> YOUR TASK:
Of all the lines below, return only those starting with the line holding "--target pale sky" and going on through the line holding "Segment every instance of the pale", exactly as written.

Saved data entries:
——————
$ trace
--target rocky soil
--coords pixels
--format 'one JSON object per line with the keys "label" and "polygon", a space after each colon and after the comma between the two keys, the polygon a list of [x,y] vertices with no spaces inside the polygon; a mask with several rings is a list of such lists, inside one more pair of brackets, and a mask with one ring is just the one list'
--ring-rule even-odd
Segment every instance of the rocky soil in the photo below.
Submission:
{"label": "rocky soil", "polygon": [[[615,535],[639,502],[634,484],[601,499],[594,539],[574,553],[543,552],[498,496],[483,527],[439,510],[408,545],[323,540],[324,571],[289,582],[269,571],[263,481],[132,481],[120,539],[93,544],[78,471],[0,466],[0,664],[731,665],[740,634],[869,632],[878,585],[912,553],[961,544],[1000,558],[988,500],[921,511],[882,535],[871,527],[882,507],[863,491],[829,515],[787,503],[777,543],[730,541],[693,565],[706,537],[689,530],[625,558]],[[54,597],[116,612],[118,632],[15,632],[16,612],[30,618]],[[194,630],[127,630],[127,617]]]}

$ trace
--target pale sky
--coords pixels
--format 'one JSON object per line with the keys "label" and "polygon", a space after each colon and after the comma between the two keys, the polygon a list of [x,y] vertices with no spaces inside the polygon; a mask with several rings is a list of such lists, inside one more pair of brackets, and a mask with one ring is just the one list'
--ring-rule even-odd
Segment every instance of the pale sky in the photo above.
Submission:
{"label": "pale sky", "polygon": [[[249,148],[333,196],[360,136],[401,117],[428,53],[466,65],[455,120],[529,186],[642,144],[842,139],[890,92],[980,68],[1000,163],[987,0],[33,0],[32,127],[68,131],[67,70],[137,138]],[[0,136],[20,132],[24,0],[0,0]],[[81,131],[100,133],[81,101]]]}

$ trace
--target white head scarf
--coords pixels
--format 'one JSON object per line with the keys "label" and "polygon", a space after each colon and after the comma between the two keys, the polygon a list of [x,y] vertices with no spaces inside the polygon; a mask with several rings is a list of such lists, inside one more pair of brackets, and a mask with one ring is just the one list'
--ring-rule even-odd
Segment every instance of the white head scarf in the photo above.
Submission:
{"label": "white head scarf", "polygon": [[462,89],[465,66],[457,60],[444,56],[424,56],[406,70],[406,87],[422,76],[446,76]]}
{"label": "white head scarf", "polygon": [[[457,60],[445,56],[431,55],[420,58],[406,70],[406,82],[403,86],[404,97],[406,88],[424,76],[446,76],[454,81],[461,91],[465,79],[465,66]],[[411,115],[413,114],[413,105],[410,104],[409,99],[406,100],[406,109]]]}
——————
> WRITTEN ANSWER:
--target pale sky
--coords pixels
--format 'one JSON object per line with the keys "label" and "polygon", a space after each colon and after the comma between the two keys, the polygon a list of [x,y] vertices with no spaces inside the polygon; a mask with several rings is a list of such lists, inside one more pair of brackets, and a mask with one ring is just the one list'
--ring-rule even-odd
Segment every instance of the pale sky in the photo above.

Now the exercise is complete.